> _Aim_
Pull out each line of the items below that contains the string "photo".

> _Task data_
______________________________

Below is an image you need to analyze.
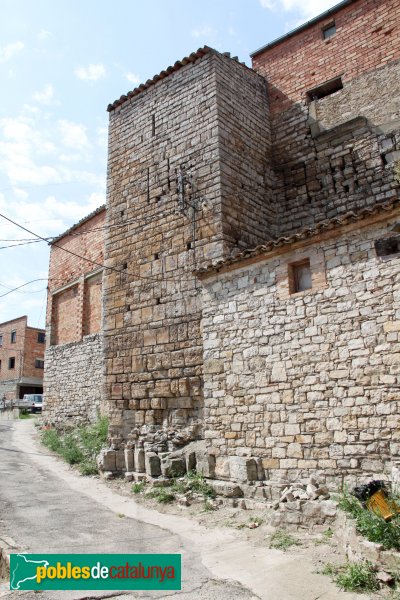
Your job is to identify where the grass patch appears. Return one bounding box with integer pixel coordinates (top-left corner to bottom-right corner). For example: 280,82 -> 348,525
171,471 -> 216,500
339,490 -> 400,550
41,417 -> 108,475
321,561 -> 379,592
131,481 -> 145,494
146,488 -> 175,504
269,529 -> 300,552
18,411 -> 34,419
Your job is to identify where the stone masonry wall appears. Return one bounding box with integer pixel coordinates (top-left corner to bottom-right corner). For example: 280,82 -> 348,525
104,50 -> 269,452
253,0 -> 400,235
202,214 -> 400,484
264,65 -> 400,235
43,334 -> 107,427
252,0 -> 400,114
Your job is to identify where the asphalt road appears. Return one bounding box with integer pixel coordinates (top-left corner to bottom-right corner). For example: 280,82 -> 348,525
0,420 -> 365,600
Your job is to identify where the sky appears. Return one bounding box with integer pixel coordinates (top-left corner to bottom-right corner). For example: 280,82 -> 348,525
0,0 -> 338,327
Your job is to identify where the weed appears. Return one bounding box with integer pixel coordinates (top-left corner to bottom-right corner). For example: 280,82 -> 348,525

______________________________

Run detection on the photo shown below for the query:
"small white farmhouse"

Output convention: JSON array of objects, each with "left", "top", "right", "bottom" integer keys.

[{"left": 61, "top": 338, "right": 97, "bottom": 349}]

______________________________

> _Completed exercise_
Run detection on the photo shown below for the query:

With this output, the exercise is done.